[Opening INPUT MATERIAL section]
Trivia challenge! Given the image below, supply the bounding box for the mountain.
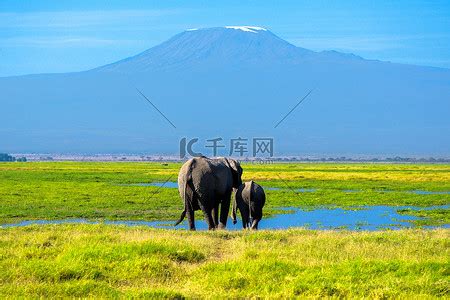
[1,26,449,156]
[96,26,314,72]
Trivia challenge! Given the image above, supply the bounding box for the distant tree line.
[255,156,450,163]
[0,153,27,162]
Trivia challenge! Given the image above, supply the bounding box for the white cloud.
[0,9,183,29]
[288,34,450,52]
[0,36,141,48]
[0,9,187,49]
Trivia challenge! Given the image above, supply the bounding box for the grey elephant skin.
[232,180,266,230]
[174,156,243,230]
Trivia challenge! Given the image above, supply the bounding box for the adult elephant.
[174,156,243,230]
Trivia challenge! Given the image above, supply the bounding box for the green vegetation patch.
[0,162,448,225]
[0,225,448,298]
[398,208,450,226]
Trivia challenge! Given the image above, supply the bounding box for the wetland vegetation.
[0,225,448,298]
[0,162,448,225]
[0,162,449,297]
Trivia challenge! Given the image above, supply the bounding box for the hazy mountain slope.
[95,27,315,72]
[1,26,449,155]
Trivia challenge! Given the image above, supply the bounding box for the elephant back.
[238,180,265,205]
[250,181,265,206]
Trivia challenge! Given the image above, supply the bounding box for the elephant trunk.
[231,189,237,224]
[248,181,254,226]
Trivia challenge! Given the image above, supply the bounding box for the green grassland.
[0,225,448,298]
[0,162,449,298]
[0,162,449,224]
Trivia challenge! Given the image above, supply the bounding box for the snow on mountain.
[224,26,268,33]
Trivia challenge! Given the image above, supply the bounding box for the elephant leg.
[205,209,215,230]
[218,193,231,229]
[186,200,196,231]
[251,219,259,230]
[212,203,220,228]
[241,213,248,229]
[239,203,249,229]
[200,203,215,230]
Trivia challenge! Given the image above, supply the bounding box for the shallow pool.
[2,205,448,231]
[118,182,450,195]
[120,182,179,188]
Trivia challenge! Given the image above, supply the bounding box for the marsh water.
[123,182,179,188]
[2,182,447,230]
[120,182,450,195]
[2,205,448,231]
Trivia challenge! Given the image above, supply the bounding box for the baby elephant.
[232,180,266,230]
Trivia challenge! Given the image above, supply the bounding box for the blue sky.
[1,0,449,76]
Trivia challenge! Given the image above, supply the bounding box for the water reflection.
[2,205,448,231]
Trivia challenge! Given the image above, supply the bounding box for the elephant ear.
[226,158,243,188]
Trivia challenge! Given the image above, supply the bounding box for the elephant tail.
[249,180,255,222]
[249,180,254,201]
[174,210,186,226]
[174,159,195,227]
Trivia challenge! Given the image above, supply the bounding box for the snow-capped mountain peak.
[98,26,310,72]
[224,26,267,33]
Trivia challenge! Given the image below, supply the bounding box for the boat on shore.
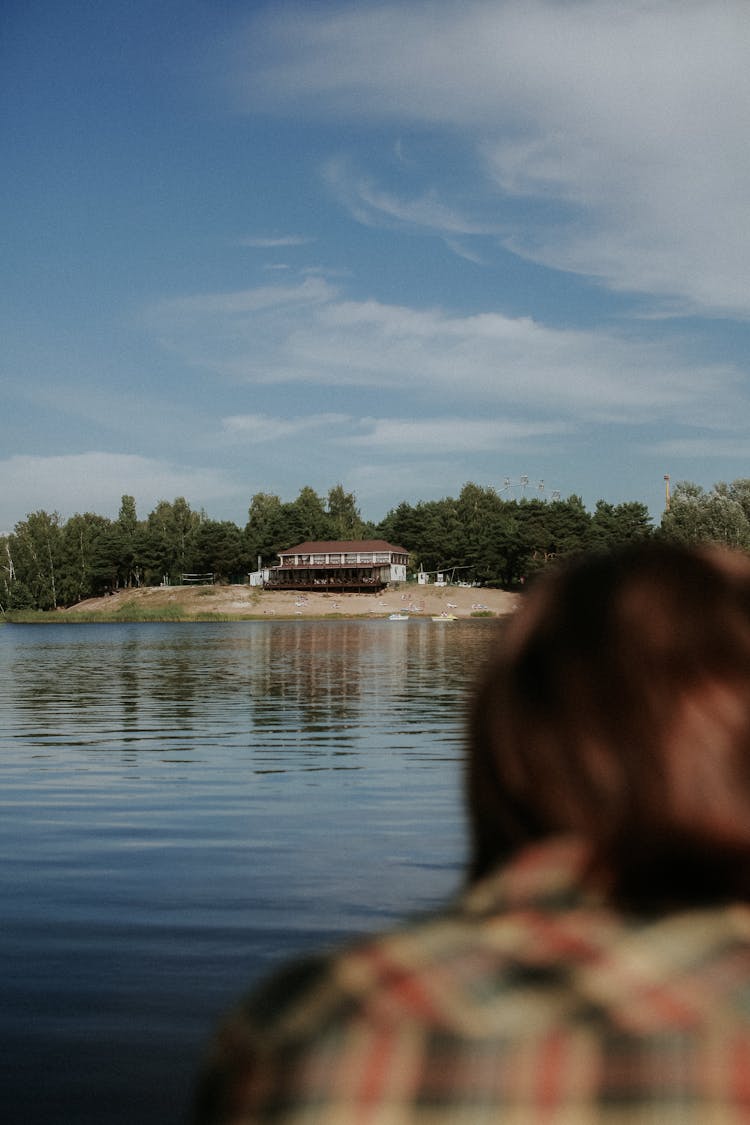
[431,612,456,622]
[388,612,409,621]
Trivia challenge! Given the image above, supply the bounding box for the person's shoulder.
[193,951,346,1124]
[236,909,465,1041]
[242,951,336,1029]
[192,915,472,1124]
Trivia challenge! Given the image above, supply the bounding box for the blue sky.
[3,0,750,532]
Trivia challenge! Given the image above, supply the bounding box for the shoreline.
[4,583,520,623]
[Closing INPUT MATERIAL section]
§ WHAT YOU SHOULD DO
An exact repetition of all the records above is required, excluding the pictures.

§ ANSWER TO THIS TASK
Trivia challenge! Given the image below, supply the bounding box for the mountain.
[1,26,449,156]
[96,26,314,72]
Trivia challenge! Given the image above, supply the bounding box for the distant tree line.
[255,156,450,163]
[0,153,27,162]
Trivia challenge! Given the image above, supply the bounding box for the white cloud.
[0,9,183,29]
[288,34,450,52]
[0,36,141,48]
[0,9,187,49]
Trivia challenge! Given the image above, supply the bounding box for the grey elephant skin.
[232,180,266,230]
[174,156,243,230]
Trivia challenge! Given the image above, supply the bounding box for the adult elephant.
[174,156,243,230]
Trivia challenge! Given the image above, supply the bounding box for the green vegetation patch.
[0,162,448,225]
[0,225,448,298]
[398,208,450,226]
Trivia challenge! Given the image above, supply the bounding box for the wetland vegetation.
[0,225,448,298]
[0,162,448,225]
[0,162,449,297]
Trivia challenge! Given the image above, supply the bounding box for the hazy mountain slope.
[95,27,315,72]
[1,26,449,155]
Trivia challenge! Given the image above, supply the bounding box for the elephant back.
[238,180,265,205]
[250,181,265,206]
Trivia challenge! Given the image above, supply the bounding box for the elephant trunk.
[231,189,237,224]
[248,181,254,226]
Trivia challenge! Given the image above, supply the bounding box for the green grassland.
[0,225,448,298]
[0,162,449,298]
[0,162,449,224]
Trivia challenge! Given the image above, supply the bounding box for the snow on mountain.
[224,26,268,33]
Trivia challenge! Given the image above, supply the bounding box for the elephant leg.
[205,209,215,230]
[218,193,231,229]
[186,200,196,231]
[251,219,259,230]
[212,203,220,228]
[241,213,248,229]
[239,203,249,229]
[200,203,215,230]
Trivia challenge! Given the image above, supply the bounding box for the shallow pool.
[2,205,448,231]
[118,182,450,195]
[120,182,179,188]
Trivia challenge! Given the image above, supply the bounding box for the marsh water.
[123,182,179,188]
[2,182,447,230]
[120,182,450,195]
[2,205,448,231]
Trivia challenge! Given the image above, supply the bounding box for the baby elephant.
[232,180,266,230]
Trivia challenge! Given the image above, supply the bounding box for the blue sky.
[1,0,449,76]
Trivia challenge! Given the image above, supply the bounding box for the water reflection.
[2,205,448,231]
Trivia challenge! Given the image above, supply the bounding box for the elephant ear.
[226,158,243,188]
Trivia challenge! Given the image above, supply the bounding box for the elephant tail.
[249,180,255,222]
[249,180,254,201]
[174,210,186,226]
[174,159,195,227]
Trivia challenge! Given the image above, supply the bounding box for the snow-capped mountain peak.
[98,26,310,72]
[224,26,267,33]
Trivia challenge! Given the image below, supply the bounding box for the boat on shore.
[431,612,456,622]
[388,612,409,621]
Trivia challenge! Given the image above, supply the bounding box for the person's shoulder.
[193,951,346,1124]
[236,909,465,1041]
[242,951,336,1029]
[192,915,472,1124]
Trivia challenge! Given the image above, supply the bounding box for the blue sky.
[3,0,750,532]
Trivia challenge! Given the image above, supply the bounding box for the shoreline.
[4,583,520,623]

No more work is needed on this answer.